→ Source extract:

** Start **

Character Sets
How are characters represented?
- Computers only understand binary and therefore we need to represent characters using binary codes
- For example, the letter ‘A’ might be represented as 01000001 in binary
Character sets
- A character set is a list of all of the characters and their associated binary code
- Character sets standardize the binary codes for each character
- Without a character set, one system might interpret 01000001 differently from another
- Two common character sets are:
- American Standard Code for Information Interchange (ASCII)
- UNICODE
ASCII
- ASCII uses 7-bits to encode each character, providing for 128 distinct characters
- For example, ‘A’ is represented as 65 in decimal, which is 1000001 in binary
- ASCII was created to provide a common standard for encoding characters, which was necessary for compatibility among various types of hardware and software
- An extended version of ASCII exists which encodes each character using 8-bits creating 256 characters
ASCII table
- The ASCII table shows the relationship between characters that humans recognise and the denary values that represent them in the system
- The denary values can then be converted to binary, representing the original character as binary
ASCII Table
Limitations of ASCII
1. It has a limited number of characters
ASCII is limited to 128 characters, which include English alphabets, numerals, and some special and control characters.
A, B, C, ..., Z
a, b, c, ..., z
0, 1, ..., 9
!, @, #, ...
2. It is not suitable for multilingual text
ASCII cannot represent characters from languages other than English, limiting its applicability globally.
No representation for: 'α', 'ö', 'ñ',
3. There is no provision for modern symbols
ASCII does not include modern symbols or emoji’s common in today’s digital communication.
Unicode
- UNICODE was created to be a solution to the limitations of ASCII
- UNICODE uses a much larger bit range, up to 32-bits (depending on the encoding method), allowing for a wide variety of characters from different languages and scripts
- Example: The Greek character Lambda ‘λ’ is represented as U+03BB
- U+03BB breaks down to:
- U+, meaning this is a Unicode character
- 03BB, meaning character 03BB in the UNICODE set
Impact on storage
- ASCII is more storage-efficient, with characters requiring only 7-bits
- UNICODE characters can require up to 32-bits, thus potentially using more storage space
Comparison
| ASCII | UNICODE | |
|---|---|---|
| Encoding system | 7-Bits | 16-bits or 32-bits |
| Number of characters | 128 characters | 65,536 characters (16-bit) |
| Uses | Used to represent characters in the English language. | Used to represent characters across the world. |
| Benefits | It uses a lot less storage space than UNICODE. | It can represent more characters than ASCII. It can support all common characters across the world. It can represent special characters such as emoji’s. |
| Drawbacks | It can only represent 128 characters. It cannot store special characters such as emoji’s. | It uses a lot more storage space than ASCII. |

** End **

→ Problems to work on:
**a.** In the character sets text, rewrite the passage from "2. It is not" to "today’s digital communication.", changing "modern symbols" to "newer symbols".
**b.** Answer these questions from the character sets text:
(i) How many bits does standard ASCII use to encode each character?
(ii) How many characters does the extended version of ASCII create?
(iii) What is the Unicode code for the Greek character Lambda?

→ Information shown:
** Start **

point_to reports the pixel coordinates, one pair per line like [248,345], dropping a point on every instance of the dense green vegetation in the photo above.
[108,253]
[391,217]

** End **

→ Solutions in order:
**a.**
2. It is not suitable for multilingual text
ASCII cannot represent characters from languages other than English, limiting its applicability globally.
No representation for: 'α', 'ö', 'ñ',
3. There is no provision for newer symbols
ASCII does not include newer symbols or emoji’s common in today’s digital communication.

**b.**
(i) 7 bits
(ii) 256 characters
(iii) U+03BB